- Passage provided:
In 1988, when the first “Die Hard” was released, Bruce Willis‘ everyday action hero John McClane was something of an anomaly. This was the era of the invincible action superstar – people like Sylvester Stallone, Arnold Schwarzenegger, and Jean-Claude Van Damme, who would waltz through action movies firing machine guns, surviving explosions with the casualness of someone doing laundry or putting up wallpaper. With “Die Hard,” McClane was a new kind of hero — a New York City cop who is afraid of flying, who’s deeply insecure about his marriage and who, once bank-robbing terrorists seize a Los Angeles skyscraper, forgets his shoes, embodied by an actor most knew from a primetime comedy. And while there are plenty of instances where he survives against all odds, he also gets cut, bleeds, and screws up – things that these Reagan-era he-men rarely (if ever) did. As the series progressed, things became more and more cartoon-y for John McClane, until, by the fourth film, he was just as undefeatable as the heroes he was once such a refreshing antithesis to.

- Given data:
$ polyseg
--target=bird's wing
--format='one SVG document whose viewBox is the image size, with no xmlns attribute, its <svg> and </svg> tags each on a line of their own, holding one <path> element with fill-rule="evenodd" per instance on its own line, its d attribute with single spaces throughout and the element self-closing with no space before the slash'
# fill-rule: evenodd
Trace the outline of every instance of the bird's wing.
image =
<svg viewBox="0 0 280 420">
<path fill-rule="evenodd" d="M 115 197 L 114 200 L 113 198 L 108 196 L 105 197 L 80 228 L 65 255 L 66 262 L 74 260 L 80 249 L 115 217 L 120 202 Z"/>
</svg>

- Task requirements: Reproduce the entire passage on John McClane and the "Die Hard" films word for word. The listing comes from a different source than the passage.

- Answer for this exercise:
In 1988, when the first “Die Hard” was released, Bruce Willis‘ everyday action hero John McClane was something of an anomaly. This was the era of the invincible action superstar – people like Sylvester Stallone, Arnold Schwarzenegger, and Jean-Claude Van Damme, who would waltz through action movies firing machine guns, surviving explosions with the casualness of someone doing laundry or putting up wallpaper. With “Die Hard,” McClane was a new kind of hero — a New York City cop who is afraid of flying, who’s deeply insecure about his marriage and who, once bank-robbing terrorists seize a Los Angeles skyscraper, forgets his shoes, embodied by an actor most knew from a primetime comedy. And while there are plenty of instances where he survives against all odds, he also gets cut, bleeds, and screws up – things that these Reagan-era he-men rarely (if ever) did. As the series progressed, things became more and more cartoon-y for John McClane, until, by the fourth film, he was just as undefeatable as the heroes he was once such a refreshing antithesis to.